* [Texto do exercício]
++++++

Horror alla italiana


Uma mão pronta para te pegar em The Whip And The Body de Mario Bava

Poucos ciclos cinematográficos partem de um ponto de partida tão claro quanto o horror à italiana. I Vampiri, de 1956, é o primeiro filme italiano relacionado ao gênero desde o distante Maciaste no Inferno, de 1923. Por ser pioneiro, tem vários defeitos: atuações deficientes e/ou irregulares, falta de ritmo, diálogos que entram 'quadrados' no ouvido. Mas é interessante reparar que ele foi feito um ano antes do estouro da Hammer Films, na Inglaterra, três anos antes da primeira obra-prima européia do gênero (Olhos sem Face, de Georges Franju, que por sinal reaproveita parte do argumento deste).

Tudo começou quando o diretor Riccardo Freda conheceu o diretor de fotografia e técnico de efeitos especiais Mario Bava, durante as filmagens de Os Pecados de Roma, em 1953. Percebendo que tinha em comum com este o gosto por efeitos especiais e filmes de horror, propôs aos produtores que lhe deixassem fazer um filme do gênero. Como eles eram jogadores inveterados, apostou que podia realizá-lo em duas semanas, ao contrário das seis 'regulamentares'. Aposta aceita, mas com 10 dias de filmagem percebeu que só havia conseguido filmar metade do roteiro, e pediu uma prorrogação do prazo, que foi negada. Como Freda não podia ser acusado de ser a pessoa menos estourada do mundo, mandou todos para o inferno e abandonou o projeto. Por incrível que pareça, o diretor de fotografia Mario Bava conseguiu filmar tudo que faltava em dois dias, e o filme ficou pronto.

I Vampiri foi uma decepção de bilheteria. Na mal humorada opinião de Riccardo Freda, seus conterrâneos não acreditavam que fosse possível fazer bons filmes de horror na Itália... viam o nome do filme (I Vampiri), se interessavam, viam os nomes envolvidos (Freda, Bava, Canale) e davam meia volta. Aprenderam a lição: no próximo filme que fizeram juntos (Caitiki, o Monstro Imortal) viraram Robert Hamptom e Marie Foam...

O gênero de horror começa para valer mesmo na Itália com A Máscara do Demônio, de Mario Bava, feito em 1959. Tendo por base o conto "Viy", de Nikolai Gogol, conta a história de uma bruxa que renasce alguns séculos após sua morte para atazanar os descendentes das pessoas que a mandaram para a fogueira. O filme combina um visual expressionista digno dos filmes alemães do início do século (e os do ciclo de horror da Universal) com uma violência brutal digna de sua contemporânea, a Hammer (na verdade mais extrema e chocante). Fez sucesso no mundo todo e definiu todo o visual da chamada 'Golden Age' do horror italiano. Quase todos os filmes desse período eram em preto e branco, para emular o clima desta obra-prima.

++++++

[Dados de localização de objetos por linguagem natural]
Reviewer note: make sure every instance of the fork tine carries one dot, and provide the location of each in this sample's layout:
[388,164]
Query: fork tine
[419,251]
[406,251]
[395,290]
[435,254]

++++++

* [Tarefas propostas]
a. Responda com base no texto sobre o horror italiano:
(i) Em que ano foi feito I Vampiri?
(ii) Durante as filmagens de qual filme Riccardo Freda conheceu Mario Bava?
(iii) Em que conto se baseia A Máscara do Demônio?
b. No texto sobre o horror italiano, renomeie "I Vampiri" como "Os Vampiros" e reproduza o trecho que vai de "Uma mão pronta" até "do argumento deste).", inclusive.

* [Respostas das tarefas]
a.
(i) Em 1956.
(ii) Durante as filmagens de Os Pecados de Roma, em 1953.
(iii) No conto "Viy", de Nikolai Gogol.

b.
Uma mão pronta para te pegar em The Whip And The Body de Mario Bava

Poucos ciclos cinematográficos partem de um ponto de partida tão claro quanto o horror à italiana. Os Vampiros, de 1956, é o primeiro filme italiano relacionado ao gênero desde o distante Maciaste no Inferno, de 1923. Por ser pioneiro, tem vários defeitos: atuações deficientes e/ou irregulares, falta de ritmo, diálogos que entram 'quadrados' no ouvido. Mas é interessante reparar que ele foi feito um ano antes do estouro da Hammer Films, na Inglaterra, três anos antes da primeira obra-prima européia do gênero (Olhos sem Face, de Georges Franju, que por sinal reaproveita parte do argumento deste).